— Source text —
○ ○ ○

I have written a few code examples, but nothing very extensive. There are probably still a few bugs. The first code put things in memory with MMF $0011 and STA $A000,x (targeting $11000) and looping for X=0 to 255. It the copies that from $11000,X onto the screen, then it increases then value in $11000,X and loops (MMF+INC). Result is 256 characters on screen that loops through all values. It is stable (you immediately see glitches as all characters should be the same).

Second example did the same, but first copied the code into $10000 and used JSR to that code (MMJ $0010 and JSR $A000). Also works. I will post the code here once I have time.

Known bugs are still on the 4KiB page crossing, e.g. At the end of the MMU area. Quickfix is a JMP and no Bxx opcodes out of the $A000-$AFFF area. I hope to fix that soon.

Page size is up to the programmer. A 4KiB page seemed like a natural limit, but the code can handle any page size by changing a few variables.

You can use any block. It's only a small change in the Verilog code. I could also add a register to control which 4KiB block to use, but it would require the memory subsystem to have an memory map that would allow it... (obviously)

Just wanted to say that I am currently implementing a MMU into the Arlet's extended 65C02 core (by David and Ed).

I have all opcodes and banking working, but memory protection implementation is not finished. The opcodes are slighly different than the ones published here, much improved with regard to how a programmer needs them to be. They are still all based on "NOP"s in the 6502 and 65C02 that fetches extra bytes. Thus, no new opcodes. The idea is that one could write a separate MMU into a CPLD and plug in a real 6502 (or 65C02) to get the same functionality.

I will release it later (this year?) in the programmable logic section.

Sounds great!

The last months went by in a flash. The 6502MMU is closer to being in a beta version, but a few features remains.

One of the features of this MMU is to enable multitasking and multibank use. I therefore wanted to do this in a way that makes it possible to run several tasks on the 65C02. Using memory banking has enabled us to switch between different stacks. Currently up to 256 different stacks and zero pages (and probably up to 65536 in the future). What is not so obvious it how to implement it so that nothing breaks. I need interrrupts to work and each task within its own bank (or several banks).

After some thinking I believe I have cooked it down to two ways to actually make it work. Both requires a "Supervisor level" and a "User level". The MMU can set a memory bank to being in Supervisor mode and thus not accessible from User level. It also sets a key to each bank that is in user level so that you can't jump into a bank from a different bank, unless you are in Supervisor mode. The idea is that the task manager (system) runs in Supervisor level, while the actual tasks runs in User level. Interrupts happen and the interrupt handler also runs in supervisor mode, but this is were things get complicated.

○ ○ ○

Dataset items listed
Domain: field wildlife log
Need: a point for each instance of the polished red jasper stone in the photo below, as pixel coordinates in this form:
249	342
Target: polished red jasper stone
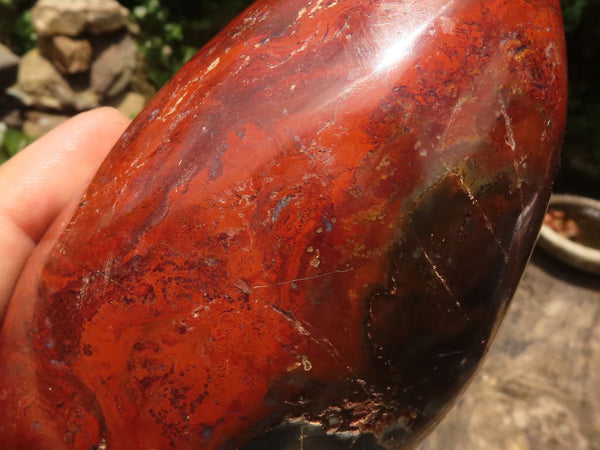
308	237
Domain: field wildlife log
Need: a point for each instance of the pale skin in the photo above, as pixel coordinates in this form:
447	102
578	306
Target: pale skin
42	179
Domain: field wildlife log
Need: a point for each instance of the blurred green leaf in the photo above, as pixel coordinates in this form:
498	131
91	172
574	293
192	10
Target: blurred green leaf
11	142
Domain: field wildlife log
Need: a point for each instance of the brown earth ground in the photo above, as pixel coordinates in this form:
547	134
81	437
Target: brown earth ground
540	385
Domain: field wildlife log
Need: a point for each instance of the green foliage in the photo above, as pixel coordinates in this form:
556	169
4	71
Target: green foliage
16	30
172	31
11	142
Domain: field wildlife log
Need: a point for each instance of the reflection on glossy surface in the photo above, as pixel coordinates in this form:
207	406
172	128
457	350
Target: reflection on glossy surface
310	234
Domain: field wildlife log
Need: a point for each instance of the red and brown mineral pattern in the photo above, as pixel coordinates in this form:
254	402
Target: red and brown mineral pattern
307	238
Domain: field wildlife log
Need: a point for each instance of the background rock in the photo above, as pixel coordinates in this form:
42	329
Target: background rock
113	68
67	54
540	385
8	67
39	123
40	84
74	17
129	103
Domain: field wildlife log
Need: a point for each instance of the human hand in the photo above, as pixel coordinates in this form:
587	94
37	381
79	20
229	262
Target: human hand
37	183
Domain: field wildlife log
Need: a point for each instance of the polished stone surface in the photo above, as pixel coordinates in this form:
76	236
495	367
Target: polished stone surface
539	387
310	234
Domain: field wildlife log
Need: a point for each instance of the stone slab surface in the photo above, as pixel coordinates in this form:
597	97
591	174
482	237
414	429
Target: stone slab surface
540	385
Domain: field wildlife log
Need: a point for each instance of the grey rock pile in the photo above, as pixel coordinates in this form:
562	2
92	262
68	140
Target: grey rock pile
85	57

○ ○ ○

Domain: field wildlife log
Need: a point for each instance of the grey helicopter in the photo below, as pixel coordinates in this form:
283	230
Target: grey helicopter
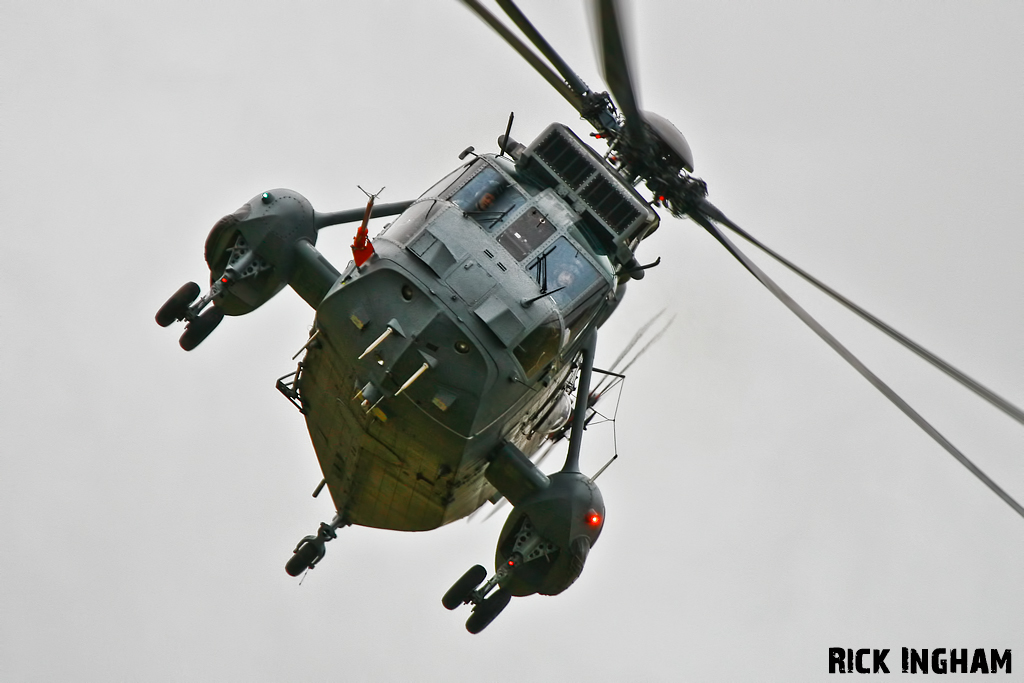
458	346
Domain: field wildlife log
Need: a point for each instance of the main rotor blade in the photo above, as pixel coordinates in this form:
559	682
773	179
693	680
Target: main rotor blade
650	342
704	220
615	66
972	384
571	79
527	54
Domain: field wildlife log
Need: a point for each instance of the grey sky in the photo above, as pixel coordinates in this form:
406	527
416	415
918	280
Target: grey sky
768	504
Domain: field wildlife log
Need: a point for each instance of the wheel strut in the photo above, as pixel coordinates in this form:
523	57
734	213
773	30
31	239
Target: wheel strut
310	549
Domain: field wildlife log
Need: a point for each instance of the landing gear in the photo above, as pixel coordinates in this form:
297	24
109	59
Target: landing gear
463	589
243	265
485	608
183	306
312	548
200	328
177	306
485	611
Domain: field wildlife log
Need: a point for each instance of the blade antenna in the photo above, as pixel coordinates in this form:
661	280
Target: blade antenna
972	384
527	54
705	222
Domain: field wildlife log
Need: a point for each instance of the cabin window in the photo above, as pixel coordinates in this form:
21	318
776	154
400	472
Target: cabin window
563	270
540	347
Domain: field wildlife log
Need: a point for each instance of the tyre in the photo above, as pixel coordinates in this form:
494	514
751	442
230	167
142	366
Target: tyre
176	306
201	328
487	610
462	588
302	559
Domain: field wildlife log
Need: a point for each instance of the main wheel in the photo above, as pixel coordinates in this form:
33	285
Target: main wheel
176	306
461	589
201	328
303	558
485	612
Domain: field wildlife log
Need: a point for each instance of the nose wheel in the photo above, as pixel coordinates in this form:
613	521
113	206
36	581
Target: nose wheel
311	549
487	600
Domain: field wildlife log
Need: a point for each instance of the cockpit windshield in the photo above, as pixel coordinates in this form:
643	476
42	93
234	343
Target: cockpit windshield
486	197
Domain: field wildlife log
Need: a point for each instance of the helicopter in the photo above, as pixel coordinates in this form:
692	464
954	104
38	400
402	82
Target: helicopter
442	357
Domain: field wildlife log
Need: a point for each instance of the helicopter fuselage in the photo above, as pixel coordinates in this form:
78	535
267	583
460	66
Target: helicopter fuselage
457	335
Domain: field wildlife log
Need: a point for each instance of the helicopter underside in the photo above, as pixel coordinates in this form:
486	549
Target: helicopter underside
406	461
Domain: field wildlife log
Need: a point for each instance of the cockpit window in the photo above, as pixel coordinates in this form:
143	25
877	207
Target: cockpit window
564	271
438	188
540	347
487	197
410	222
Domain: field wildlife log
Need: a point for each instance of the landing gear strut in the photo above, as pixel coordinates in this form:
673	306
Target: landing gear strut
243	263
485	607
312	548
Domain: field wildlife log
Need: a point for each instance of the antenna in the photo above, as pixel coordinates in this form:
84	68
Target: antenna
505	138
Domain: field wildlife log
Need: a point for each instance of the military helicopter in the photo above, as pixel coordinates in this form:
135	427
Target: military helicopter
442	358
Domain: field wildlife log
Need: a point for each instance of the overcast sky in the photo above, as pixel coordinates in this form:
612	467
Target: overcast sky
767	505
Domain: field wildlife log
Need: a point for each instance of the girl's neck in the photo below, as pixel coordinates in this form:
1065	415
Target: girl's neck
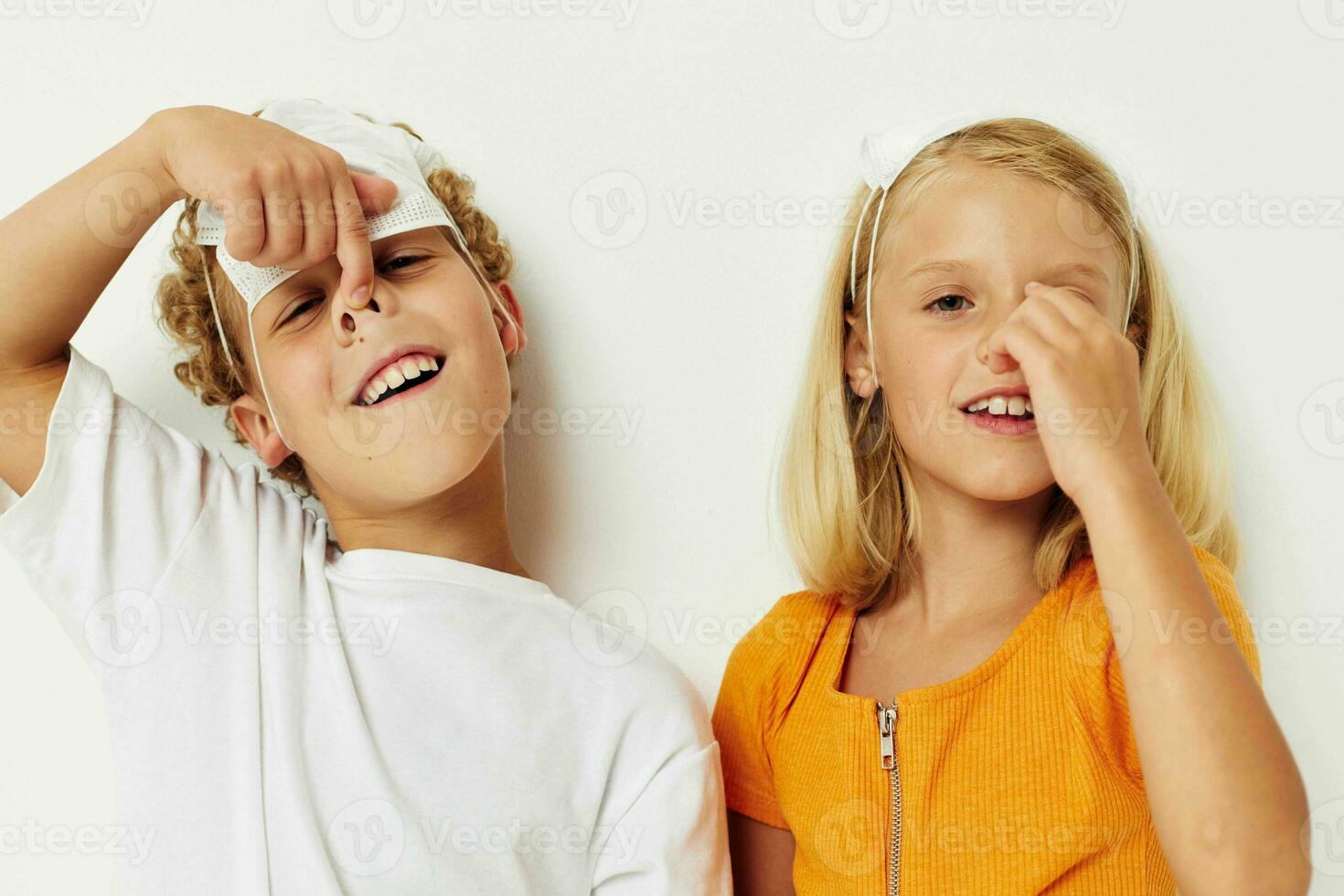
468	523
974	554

○ ○ ○

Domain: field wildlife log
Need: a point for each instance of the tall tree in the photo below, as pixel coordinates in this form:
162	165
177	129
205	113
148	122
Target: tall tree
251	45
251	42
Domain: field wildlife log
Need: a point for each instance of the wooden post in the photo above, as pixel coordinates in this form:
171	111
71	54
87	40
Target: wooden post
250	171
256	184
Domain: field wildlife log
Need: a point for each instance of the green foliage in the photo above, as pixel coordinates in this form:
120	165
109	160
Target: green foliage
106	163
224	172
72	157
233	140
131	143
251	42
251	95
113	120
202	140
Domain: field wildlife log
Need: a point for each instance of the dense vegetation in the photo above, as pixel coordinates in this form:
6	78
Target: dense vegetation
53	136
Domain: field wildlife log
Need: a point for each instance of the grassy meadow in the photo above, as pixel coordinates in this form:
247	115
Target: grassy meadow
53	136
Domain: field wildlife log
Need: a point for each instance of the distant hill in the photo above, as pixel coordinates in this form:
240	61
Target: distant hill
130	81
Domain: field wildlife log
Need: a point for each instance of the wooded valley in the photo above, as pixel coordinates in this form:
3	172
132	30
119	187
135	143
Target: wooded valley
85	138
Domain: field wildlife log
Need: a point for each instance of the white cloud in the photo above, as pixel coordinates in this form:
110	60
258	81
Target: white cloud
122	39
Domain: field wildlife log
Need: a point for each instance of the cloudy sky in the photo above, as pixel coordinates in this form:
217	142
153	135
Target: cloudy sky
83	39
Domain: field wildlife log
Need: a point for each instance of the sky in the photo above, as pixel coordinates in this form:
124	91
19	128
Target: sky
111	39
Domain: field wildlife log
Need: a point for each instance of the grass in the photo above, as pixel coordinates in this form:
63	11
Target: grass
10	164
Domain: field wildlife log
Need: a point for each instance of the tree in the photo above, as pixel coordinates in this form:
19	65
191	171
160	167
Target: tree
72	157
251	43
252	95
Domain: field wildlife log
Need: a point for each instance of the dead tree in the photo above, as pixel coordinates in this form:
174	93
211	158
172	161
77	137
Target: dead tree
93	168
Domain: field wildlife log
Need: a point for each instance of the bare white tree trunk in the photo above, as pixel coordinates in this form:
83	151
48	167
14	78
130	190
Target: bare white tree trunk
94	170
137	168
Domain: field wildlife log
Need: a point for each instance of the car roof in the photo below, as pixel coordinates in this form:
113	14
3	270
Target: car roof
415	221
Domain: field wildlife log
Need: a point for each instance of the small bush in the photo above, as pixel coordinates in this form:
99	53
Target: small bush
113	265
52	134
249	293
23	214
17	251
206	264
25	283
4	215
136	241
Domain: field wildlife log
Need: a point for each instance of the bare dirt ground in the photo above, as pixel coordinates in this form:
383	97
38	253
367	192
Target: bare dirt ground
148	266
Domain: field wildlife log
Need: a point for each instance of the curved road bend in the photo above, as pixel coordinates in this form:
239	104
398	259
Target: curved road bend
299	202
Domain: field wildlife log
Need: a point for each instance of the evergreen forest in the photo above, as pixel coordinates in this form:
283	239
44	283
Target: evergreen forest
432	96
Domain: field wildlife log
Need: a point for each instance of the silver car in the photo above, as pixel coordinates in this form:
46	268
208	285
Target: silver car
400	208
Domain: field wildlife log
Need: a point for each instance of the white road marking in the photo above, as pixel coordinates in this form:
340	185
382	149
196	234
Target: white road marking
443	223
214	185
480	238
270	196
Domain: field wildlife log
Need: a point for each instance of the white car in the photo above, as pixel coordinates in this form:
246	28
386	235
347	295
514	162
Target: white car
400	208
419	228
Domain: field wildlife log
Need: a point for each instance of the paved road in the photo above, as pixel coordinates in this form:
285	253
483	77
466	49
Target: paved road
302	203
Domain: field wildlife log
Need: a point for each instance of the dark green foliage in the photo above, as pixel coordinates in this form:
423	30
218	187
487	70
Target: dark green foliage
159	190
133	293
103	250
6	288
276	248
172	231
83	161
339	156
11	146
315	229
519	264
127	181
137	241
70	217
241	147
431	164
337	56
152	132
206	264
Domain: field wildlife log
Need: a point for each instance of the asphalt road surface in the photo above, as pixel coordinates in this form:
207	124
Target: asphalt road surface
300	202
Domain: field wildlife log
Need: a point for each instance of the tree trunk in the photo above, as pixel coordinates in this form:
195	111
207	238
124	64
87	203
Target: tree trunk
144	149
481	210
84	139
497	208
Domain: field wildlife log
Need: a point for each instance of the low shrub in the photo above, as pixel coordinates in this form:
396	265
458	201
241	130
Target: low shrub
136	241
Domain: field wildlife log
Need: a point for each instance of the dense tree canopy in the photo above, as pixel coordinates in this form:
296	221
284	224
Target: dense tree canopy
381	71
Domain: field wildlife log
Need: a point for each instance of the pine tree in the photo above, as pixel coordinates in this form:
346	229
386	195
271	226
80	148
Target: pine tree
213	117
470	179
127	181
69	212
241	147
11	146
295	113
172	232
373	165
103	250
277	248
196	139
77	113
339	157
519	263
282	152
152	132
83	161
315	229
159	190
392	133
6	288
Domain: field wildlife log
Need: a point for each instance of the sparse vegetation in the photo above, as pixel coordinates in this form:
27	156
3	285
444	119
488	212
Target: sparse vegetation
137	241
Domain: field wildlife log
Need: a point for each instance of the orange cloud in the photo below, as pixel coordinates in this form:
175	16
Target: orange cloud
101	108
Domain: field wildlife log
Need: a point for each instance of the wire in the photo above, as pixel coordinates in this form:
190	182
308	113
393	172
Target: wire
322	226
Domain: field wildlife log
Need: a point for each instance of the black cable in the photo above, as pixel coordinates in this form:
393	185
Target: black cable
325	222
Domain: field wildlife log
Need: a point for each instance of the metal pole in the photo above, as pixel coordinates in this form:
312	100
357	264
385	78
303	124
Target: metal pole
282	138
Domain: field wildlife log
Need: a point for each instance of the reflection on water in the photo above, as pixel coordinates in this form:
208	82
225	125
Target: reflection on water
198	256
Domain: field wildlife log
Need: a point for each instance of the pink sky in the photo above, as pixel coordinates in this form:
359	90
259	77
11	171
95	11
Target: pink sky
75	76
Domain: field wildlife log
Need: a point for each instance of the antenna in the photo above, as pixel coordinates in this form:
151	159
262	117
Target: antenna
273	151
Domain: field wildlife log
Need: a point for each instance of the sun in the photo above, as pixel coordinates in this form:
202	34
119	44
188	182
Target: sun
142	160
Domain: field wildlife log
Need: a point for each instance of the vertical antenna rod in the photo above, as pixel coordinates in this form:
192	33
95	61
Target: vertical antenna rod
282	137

○ ○ ○

— Instruction —
Copy the MMU thread word for word from "I have all opcodes" to "the same functionality.". The listing is not needed.

— Response for this exercise —
I have all opcodes and banking working, but memory protection implementation is not finished. The opcodes are slighly different than the ones published here, much improved with regard to how a programmer needs them to be. They are still all based on "NOP"s in the 6502 and 65C02 that fetches extra bytes. Thus, no new opcodes. The idea is that one could write a separate MMU into a CPLD and plug in a real 6502 (or 65C02) to get the same functionality.